#### What is expected
Write out every line of the entries below as a single numbered list, skipping blank lines and omitting the pictures.

#### Data provided
-- Begin --

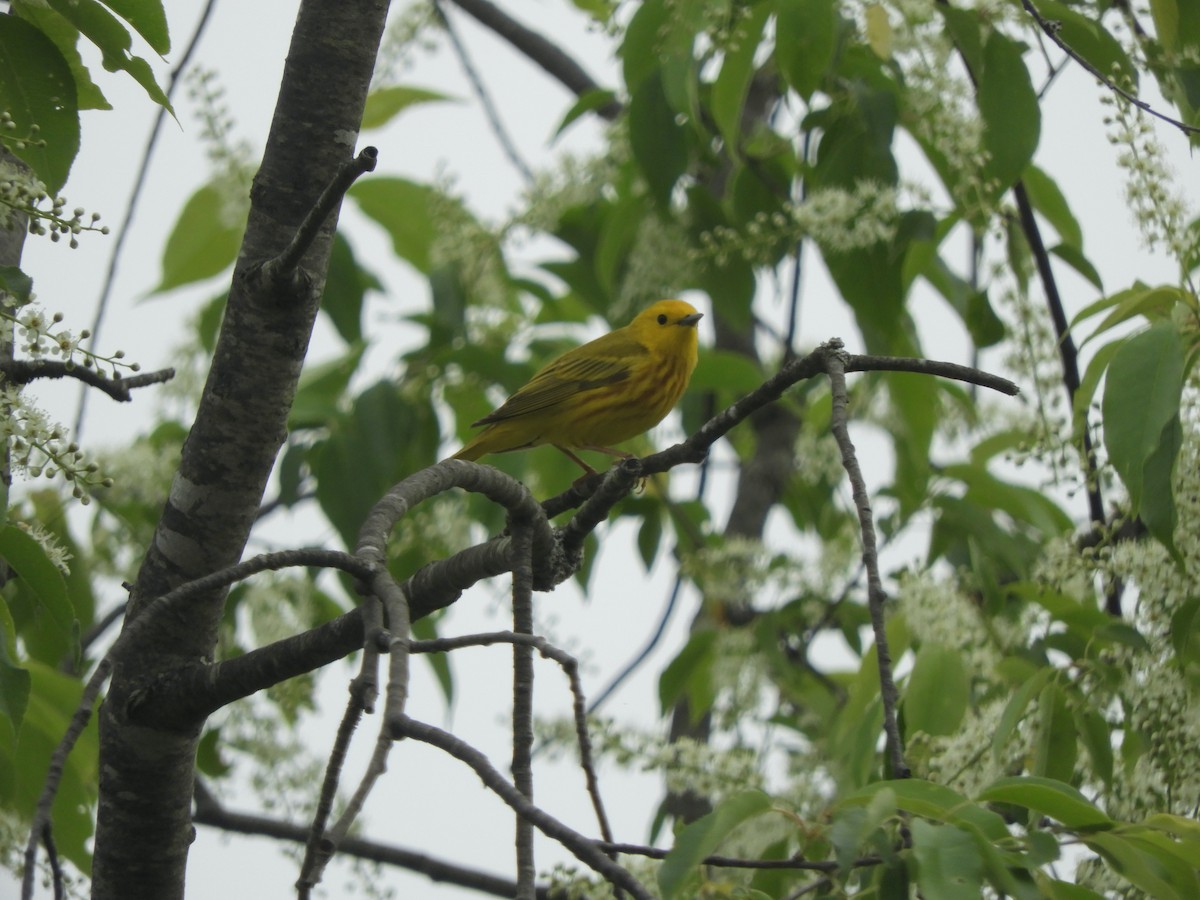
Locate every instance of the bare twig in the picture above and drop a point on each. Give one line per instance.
(875, 594)
(25, 371)
(1051, 30)
(522, 701)
(123, 231)
(40, 831)
(285, 264)
(317, 849)
(546, 54)
(485, 99)
(210, 813)
(585, 850)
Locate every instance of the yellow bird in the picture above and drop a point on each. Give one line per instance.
(600, 394)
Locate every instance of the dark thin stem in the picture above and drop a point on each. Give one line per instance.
(210, 813)
(25, 371)
(546, 54)
(522, 701)
(41, 829)
(1051, 30)
(1067, 352)
(317, 850)
(485, 99)
(875, 594)
(647, 648)
(825, 865)
(285, 265)
(123, 232)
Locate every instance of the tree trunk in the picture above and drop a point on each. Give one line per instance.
(144, 821)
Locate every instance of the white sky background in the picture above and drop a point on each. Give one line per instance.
(426, 802)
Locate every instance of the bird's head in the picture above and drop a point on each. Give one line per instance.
(667, 323)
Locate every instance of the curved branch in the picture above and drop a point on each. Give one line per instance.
(285, 264)
(1051, 30)
(546, 54)
(585, 850)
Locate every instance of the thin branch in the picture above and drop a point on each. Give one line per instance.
(40, 829)
(1051, 30)
(540, 51)
(285, 265)
(318, 850)
(1067, 352)
(25, 371)
(825, 865)
(585, 850)
(570, 667)
(522, 701)
(123, 232)
(875, 594)
(213, 814)
(485, 99)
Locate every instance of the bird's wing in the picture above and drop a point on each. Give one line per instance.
(604, 361)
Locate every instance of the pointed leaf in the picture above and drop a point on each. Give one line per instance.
(703, 837)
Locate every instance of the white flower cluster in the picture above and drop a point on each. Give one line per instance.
(937, 612)
(39, 447)
(839, 220)
(22, 195)
(1156, 203)
(41, 335)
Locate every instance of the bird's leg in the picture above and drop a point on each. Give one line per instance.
(621, 455)
(580, 462)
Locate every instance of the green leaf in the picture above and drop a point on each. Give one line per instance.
(1091, 381)
(387, 103)
(346, 286)
(387, 436)
(1129, 862)
(1056, 744)
(1050, 797)
(937, 802)
(37, 88)
(15, 682)
(1087, 36)
(948, 862)
(1015, 709)
(1009, 108)
(321, 390)
(1096, 735)
(1048, 199)
(425, 629)
(27, 558)
(148, 18)
(205, 239)
(113, 40)
(1186, 630)
(657, 141)
(703, 837)
(732, 83)
(690, 675)
(405, 210)
(1055, 889)
(13, 281)
(1137, 301)
(805, 40)
(66, 39)
(1141, 424)
(588, 101)
(939, 689)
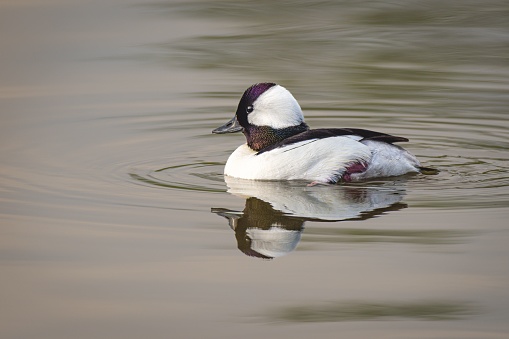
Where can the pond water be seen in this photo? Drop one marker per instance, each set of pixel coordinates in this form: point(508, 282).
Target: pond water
point(116, 220)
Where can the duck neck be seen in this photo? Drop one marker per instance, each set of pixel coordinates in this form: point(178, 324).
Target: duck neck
point(259, 137)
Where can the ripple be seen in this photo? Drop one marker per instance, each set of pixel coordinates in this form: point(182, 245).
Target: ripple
point(198, 176)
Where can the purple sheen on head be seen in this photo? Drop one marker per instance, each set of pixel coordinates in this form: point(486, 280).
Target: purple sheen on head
point(253, 92)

-- End --

#### Problem solution
1. Locate every instance of the bare twig in the picture above and drop a point on each. Give one line per instance.
2. (875, 594)
3. (25, 371)
4. (1051, 30)
5. (522, 701)
6. (123, 231)
7. (40, 831)
8. (285, 264)
9. (317, 849)
10. (546, 54)
11. (485, 99)
12. (210, 813)
13. (585, 850)
14. Locate every instance of the yellow bird in the picture above and drop a point on each. Give one line per instance.
15. (600, 394)
16. Locate every instance of the dark thin stem in the picture above and drop a point on each. Give one line per instance.
17. (210, 813)
18. (25, 371)
19. (546, 54)
20. (522, 701)
21. (41, 829)
22. (1051, 30)
23. (1067, 352)
24. (317, 850)
25. (485, 99)
26. (875, 594)
27. (647, 648)
28. (825, 865)
29. (285, 265)
30. (123, 232)
31. Locate every instance of the tree trunk in the picture above and drop a point on each. Give one line per instance.
32. (144, 821)
33. Locate every instance of the white sky background in the picture above and drop a point on each. Give one line per instance.
34. (426, 802)
35. Locate every instance of the bird's head in the picture above and drop a point on each. Give one line per instance.
36. (667, 323)
37. Locate every instance of the curved branch in the picture above and drop a point on each. Give one line per instance.
38. (285, 264)
39. (1051, 30)
40. (546, 54)
41. (585, 850)
42. Locate every instance of the thin branch in the picture above and drop a point on each. Give one line per instance.
43. (40, 829)
44. (1051, 30)
45. (540, 51)
46. (285, 265)
47. (318, 850)
48. (1067, 352)
49. (25, 371)
50. (825, 865)
51. (585, 850)
52. (570, 667)
53. (522, 701)
54. (123, 232)
55. (875, 594)
56. (213, 814)
57. (485, 99)
58. Locate every instance of the bird's wing in the picture above and drop a point on each. Give one line per instance.
59. (604, 361)
60. Locate every instance of the pointed leaf in the picture above and drop a point on each. Give one line per instance.
61. (703, 837)
62. Locate every instance of the white flower cluster in the picture above and drop a point on each. Give one line per instance.
63. (937, 612)
64. (39, 447)
65. (839, 220)
66. (22, 195)
67. (1156, 203)
68. (41, 335)
69. Locate every instance of the bird's leg in the picture above and drop a point on each. Give one line per instance.
70. (621, 455)
71. (580, 462)
72. Locate every instance of the green leaf in the picture above and drop a point on each. Give one line per instance.
73. (1091, 381)
74. (387, 103)
75. (346, 286)
76. (387, 436)
77. (1129, 862)
78. (1056, 744)
79. (1050, 797)
80. (937, 802)
81. (37, 88)
82. (15, 682)
83. (1087, 36)
84. (948, 862)
85. (1015, 709)
86. (1009, 108)
87. (321, 390)
88. (1096, 735)
89. (1048, 199)
90. (425, 629)
91. (27, 558)
92. (148, 18)
93. (205, 239)
94. (113, 40)
95. (1186, 630)
96. (657, 141)
97. (703, 837)
98. (732, 83)
99. (690, 675)
100. (405, 210)
101. (1055, 889)
102. (13, 281)
103. (1137, 301)
104. (805, 40)
105. (66, 39)
106. (1141, 424)
107. (588, 101)
108. (939, 689)
109. Where can the pond water be seen in this photo? Drop one marker per instance, each set of pixel coordinates in this form: point(508, 282).
110. Target: pond water
111. point(116, 220)
112. Where can the duck neck be seen in this photo? Drop one marker per instance, each set of pixel coordinates in this form: point(178, 324).
113. Target: duck neck
114. point(259, 137)
115. Where can the ripple be seen in this photo? Drop one marker per instance, each set of pixel coordinates in this form: point(182, 245).
116. Target: ripple
117. point(198, 176)
118. Where can the purple sheen on head be seen in this photo? Drop one marker per instance, each set of pixel coordinates in this form: point(486, 280).
119. Target: purple sheen on head
120. point(253, 92)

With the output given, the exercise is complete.